WORK TO BE COMPLETED >>
Print each entry as it appears. Images stay out of the copy.
═══ EXTRACTED ENTRIES
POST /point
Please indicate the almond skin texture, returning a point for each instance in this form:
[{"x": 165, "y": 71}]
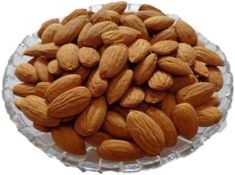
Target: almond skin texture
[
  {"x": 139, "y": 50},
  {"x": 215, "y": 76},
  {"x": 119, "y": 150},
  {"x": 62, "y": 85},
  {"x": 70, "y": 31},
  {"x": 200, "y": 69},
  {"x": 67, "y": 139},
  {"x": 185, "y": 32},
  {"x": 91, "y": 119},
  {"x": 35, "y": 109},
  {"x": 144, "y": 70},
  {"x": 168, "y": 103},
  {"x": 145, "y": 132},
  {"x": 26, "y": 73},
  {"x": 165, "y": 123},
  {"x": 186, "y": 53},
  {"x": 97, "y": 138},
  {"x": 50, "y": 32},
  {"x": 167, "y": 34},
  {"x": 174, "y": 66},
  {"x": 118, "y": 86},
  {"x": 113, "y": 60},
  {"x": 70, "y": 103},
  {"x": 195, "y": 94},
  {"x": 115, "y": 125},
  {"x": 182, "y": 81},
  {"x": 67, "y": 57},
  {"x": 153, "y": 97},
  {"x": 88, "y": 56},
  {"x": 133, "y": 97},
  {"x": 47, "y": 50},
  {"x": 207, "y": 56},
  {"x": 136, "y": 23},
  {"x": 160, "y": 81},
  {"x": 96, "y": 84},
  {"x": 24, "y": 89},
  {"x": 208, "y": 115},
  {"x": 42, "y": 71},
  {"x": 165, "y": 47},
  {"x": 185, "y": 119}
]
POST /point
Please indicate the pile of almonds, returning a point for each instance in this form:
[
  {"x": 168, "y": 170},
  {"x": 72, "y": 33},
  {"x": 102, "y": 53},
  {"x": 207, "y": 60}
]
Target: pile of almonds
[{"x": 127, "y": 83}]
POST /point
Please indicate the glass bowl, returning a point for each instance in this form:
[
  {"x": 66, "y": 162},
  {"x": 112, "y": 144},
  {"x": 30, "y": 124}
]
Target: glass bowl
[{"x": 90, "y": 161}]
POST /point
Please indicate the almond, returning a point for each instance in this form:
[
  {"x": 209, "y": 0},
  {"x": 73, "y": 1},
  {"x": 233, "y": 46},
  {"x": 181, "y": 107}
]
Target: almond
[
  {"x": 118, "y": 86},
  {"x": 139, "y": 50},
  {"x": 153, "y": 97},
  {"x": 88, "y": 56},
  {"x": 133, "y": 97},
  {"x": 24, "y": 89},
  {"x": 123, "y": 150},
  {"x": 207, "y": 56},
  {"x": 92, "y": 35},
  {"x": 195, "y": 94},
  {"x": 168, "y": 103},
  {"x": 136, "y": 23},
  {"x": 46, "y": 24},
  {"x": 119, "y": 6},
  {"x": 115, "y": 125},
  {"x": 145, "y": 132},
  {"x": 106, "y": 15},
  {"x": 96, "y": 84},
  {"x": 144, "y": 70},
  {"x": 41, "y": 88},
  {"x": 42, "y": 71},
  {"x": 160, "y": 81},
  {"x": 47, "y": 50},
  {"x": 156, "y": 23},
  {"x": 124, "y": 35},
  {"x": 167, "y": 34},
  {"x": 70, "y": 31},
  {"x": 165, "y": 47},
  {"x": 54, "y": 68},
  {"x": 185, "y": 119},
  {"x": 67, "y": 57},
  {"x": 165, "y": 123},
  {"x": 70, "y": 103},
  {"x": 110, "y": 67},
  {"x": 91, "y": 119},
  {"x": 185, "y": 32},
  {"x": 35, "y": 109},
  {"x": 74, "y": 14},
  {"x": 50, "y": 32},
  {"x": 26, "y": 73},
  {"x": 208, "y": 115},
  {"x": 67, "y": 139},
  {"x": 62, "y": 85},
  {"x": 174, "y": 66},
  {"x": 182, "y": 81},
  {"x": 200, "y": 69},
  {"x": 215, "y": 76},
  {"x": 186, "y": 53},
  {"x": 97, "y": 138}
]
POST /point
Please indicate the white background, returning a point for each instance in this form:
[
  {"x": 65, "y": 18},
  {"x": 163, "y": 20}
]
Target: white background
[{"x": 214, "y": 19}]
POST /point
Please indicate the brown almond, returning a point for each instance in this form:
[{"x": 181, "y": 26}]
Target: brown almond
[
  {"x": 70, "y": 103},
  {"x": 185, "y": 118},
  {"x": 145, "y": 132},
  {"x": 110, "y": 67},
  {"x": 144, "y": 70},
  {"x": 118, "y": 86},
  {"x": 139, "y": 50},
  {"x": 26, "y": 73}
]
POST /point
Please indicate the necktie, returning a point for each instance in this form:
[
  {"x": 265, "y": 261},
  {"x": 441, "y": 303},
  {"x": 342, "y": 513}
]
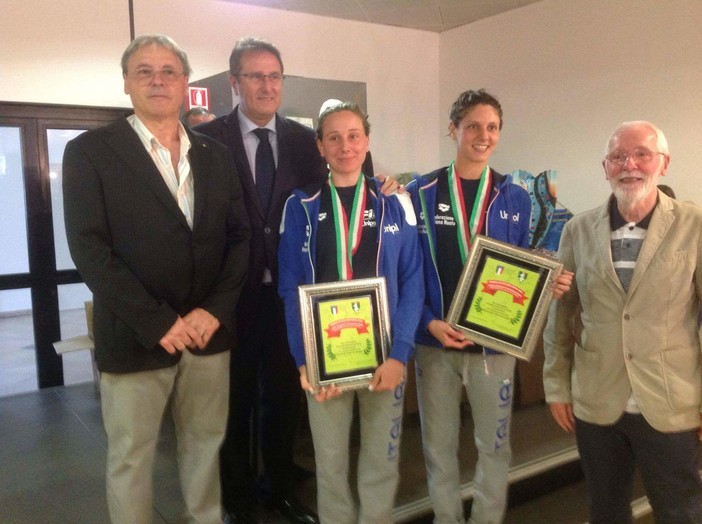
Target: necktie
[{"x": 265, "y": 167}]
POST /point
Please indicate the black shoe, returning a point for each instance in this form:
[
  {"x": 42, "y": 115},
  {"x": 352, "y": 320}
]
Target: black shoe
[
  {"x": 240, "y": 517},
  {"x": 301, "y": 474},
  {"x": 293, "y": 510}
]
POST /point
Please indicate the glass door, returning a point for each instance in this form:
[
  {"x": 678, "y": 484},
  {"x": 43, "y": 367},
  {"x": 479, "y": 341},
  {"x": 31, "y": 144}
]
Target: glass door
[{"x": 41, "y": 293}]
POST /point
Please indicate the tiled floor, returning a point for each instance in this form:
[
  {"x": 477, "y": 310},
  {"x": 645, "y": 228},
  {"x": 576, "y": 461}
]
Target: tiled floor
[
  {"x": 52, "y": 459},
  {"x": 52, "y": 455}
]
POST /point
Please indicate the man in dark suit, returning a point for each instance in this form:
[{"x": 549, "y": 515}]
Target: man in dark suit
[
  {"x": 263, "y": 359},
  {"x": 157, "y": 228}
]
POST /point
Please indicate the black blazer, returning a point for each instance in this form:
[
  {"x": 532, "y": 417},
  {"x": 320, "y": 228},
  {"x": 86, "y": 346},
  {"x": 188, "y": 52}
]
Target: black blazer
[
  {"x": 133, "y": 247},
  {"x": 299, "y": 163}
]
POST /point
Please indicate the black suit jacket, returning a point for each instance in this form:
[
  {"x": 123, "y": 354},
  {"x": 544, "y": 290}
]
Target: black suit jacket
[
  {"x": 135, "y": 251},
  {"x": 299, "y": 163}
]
══════
RESPONSE AREA >>
POST /point
Please indicate the almond skin texture, returning a point for each instance in this form:
[{"x": 165, "y": 71}]
Target: almond skin texture
[
  {"x": 139, "y": 50},
  {"x": 215, "y": 76},
  {"x": 119, "y": 150},
  {"x": 62, "y": 85},
  {"x": 70, "y": 31},
  {"x": 200, "y": 69},
  {"x": 67, "y": 139},
  {"x": 185, "y": 32},
  {"x": 91, "y": 119},
  {"x": 35, "y": 109},
  {"x": 144, "y": 70},
  {"x": 168, "y": 103},
  {"x": 145, "y": 132},
  {"x": 26, "y": 73},
  {"x": 165, "y": 123},
  {"x": 186, "y": 53},
  {"x": 97, "y": 138},
  {"x": 50, "y": 32},
  {"x": 167, "y": 34},
  {"x": 174, "y": 66},
  {"x": 118, "y": 86},
  {"x": 113, "y": 60},
  {"x": 70, "y": 103},
  {"x": 195, "y": 94},
  {"x": 115, "y": 125},
  {"x": 182, "y": 81},
  {"x": 67, "y": 57},
  {"x": 153, "y": 97},
  {"x": 88, "y": 56},
  {"x": 133, "y": 97},
  {"x": 47, "y": 50},
  {"x": 207, "y": 56},
  {"x": 136, "y": 23},
  {"x": 160, "y": 81},
  {"x": 96, "y": 84},
  {"x": 24, "y": 89},
  {"x": 208, "y": 115},
  {"x": 42, "y": 71},
  {"x": 165, "y": 47},
  {"x": 185, "y": 119}
]
POST /point
Please indicate the pile of almonds, returning a point for each instance in this form:
[
  {"x": 168, "y": 170},
  {"x": 72, "y": 33},
  {"x": 102, "y": 53},
  {"x": 207, "y": 60}
]
Target: pile of almonds
[{"x": 127, "y": 83}]
POST /point
Please indicate the glass bowl, returning a point for each instance in this form:
[
  {"x": 66, "y": 162},
  {"x": 112, "y": 144},
  {"x": 30, "y": 124}
]
Target: glass bowl
[{"x": 90, "y": 161}]
POST /point
Please indicate the almond, returning a point for each instance in this form:
[
  {"x": 209, "y": 0},
  {"x": 73, "y": 1},
  {"x": 233, "y": 46},
  {"x": 181, "y": 107}
]
Target: almond
[
  {"x": 118, "y": 86},
  {"x": 139, "y": 50},
  {"x": 153, "y": 97},
  {"x": 88, "y": 56},
  {"x": 133, "y": 97},
  {"x": 24, "y": 89},
  {"x": 123, "y": 150},
  {"x": 207, "y": 56},
  {"x": 92, "y": 35},
  {"x": 195, "y": 94},
  {"x": 168, "y": 103},
  {"x": 136, "y": 23},
  {"x": 46, "y": 24},
  {"x": 119, "y": 6},
  {"x": 115, "y": 125},
  {"x": 145, "y": 132},
  {"x": 106, "y": 15},
  {"x": 96, "y": 84},
  {"x": 144, "y": 70},
  {"x": 41, "y": 88},
  {"x": 42, "y": 71},
  {"x": 160, "y": 81},
  {"x": 47, "y": 50},
  {"x": 156, "y": 23},
  {"x": 124, "y": 35},
  {"x": 167, "y": 34},
  {"x": 70, "y": 31},
  {"x": 165, "y": 47},
  {"x": 54, "y": 68},
  {"x": 185, "y": 119},
  {"x": 67, "y": 57},
  {"x": 165, "y": 123},
  {"x": 70, "y": 103},
  {"x": 110, "y": 67},
  {"x": 91, "y": 119},
  {"x": 185, "y": 32},
  {"x": 35, "y": 109},
  {"x": 74, "y": 14},
  {"x": 50, "y": 32},
  {"x": 26, "y": 73},
  {"x": 208, "y": 115},
  {"x": 67, "y": 139},
  {"x": 62, "y": 85},
  {"x": 174, "y": 66},
  {"x": 182, "y": 81},
  {"x": 200, "y": 69},
  {"x": 215, "y": 76},
  {"x": 186, "y": 53},
  {"x": 97, "y": 138}
]
POST /point
Please indicate the white background, returning a point for each instance in this form:
[
  {"x": 65, "y": 18},
  {"x": 163, "y": 20}
]
Target: white background
[{"x": 214, "y": 19}]
POST /point
Please indicate the brown almond, returning a point for each instance in this form:
[{"x": 181, "y": 26}]
Target: brown almond
[
  {"x": 70, "y": 103},
  {"x": 185, "y": 118},
  {"x": 145, "y": 132},
  {"x": 110, "y": 67},
  {"x": 144, "y": 70},
  {"x": 118, "y": 86},
  {"x": 139, "y": 50},
  {"x": 26, "y": 73}
]
POST /point
Please indicate the necktie, returning a point for each instance in this form:
[
  {"x": 265, "y": 261},
  {"x": 441, "y": 303},
  {"x": 342, "y": 513}
]
Target: necktie
[{"x": 265, "y": 167}]
POST /point
Please indicate the black shoe, returning a point for each instance in this form:
[
  {"x": 42, "y": 115},
  {"x": 352, "y": 320}
]
Target: black shoe
[
  {"x": 240, "y": 517},
  {"x": 301, "y": 474},
  {"x": 293, "y": 510}
]
POST /point
Please indicate the glass door, returning a point for each instance in this form:
[
  {"x": 678, "y": 484},
  {"x": 43, "y": 367},
  {"x": 479, "y": 341},
  {"x": 31, "y": 144}
]
Target: glass door
[{"x": 41, "y": 293}]
POST /point
Please indicate the tiled floor, returning a point for each instance in this form:
[
  {"x": 477, "y": 310},
  {"x": 645, "y": 228},
  {"x": 576, "y": 461}
]
Target: tiled floor
[
  {"x": 52, "y": 459},
  {"x": 52, "y": 455}
]
POST /point
Please indicate the man in dark suit, returning a point for each instance in this form:
[{"x": 549, "y": 515}]
Target: man in dark suit
[
  {"x": 263, "y": 359},
  {"x": 157, "y": 228}
]
POST /point
Please indicate the black blazer, returning a point for each instance in this form:
[
  {"x": 532, "y": 417},
  {"x": 320, "y": 228},
  {"x": 86, "y": 346},
  {"x": 188, "y": 52}
]
Target: black blazer
[
  {"x": 133, "y": 247},
  {"x": 299, "y": 163}
]
POST /point
Please indicate the black suit jacket, returning a point for each instance in this form:
[
  {"x": 123, "y": 354},
  {"x": 544, "y": 290}
]
Target: black suit jacket
[
  {"x": 135, "y": 251},
  {"x": 299, "y": 163}
]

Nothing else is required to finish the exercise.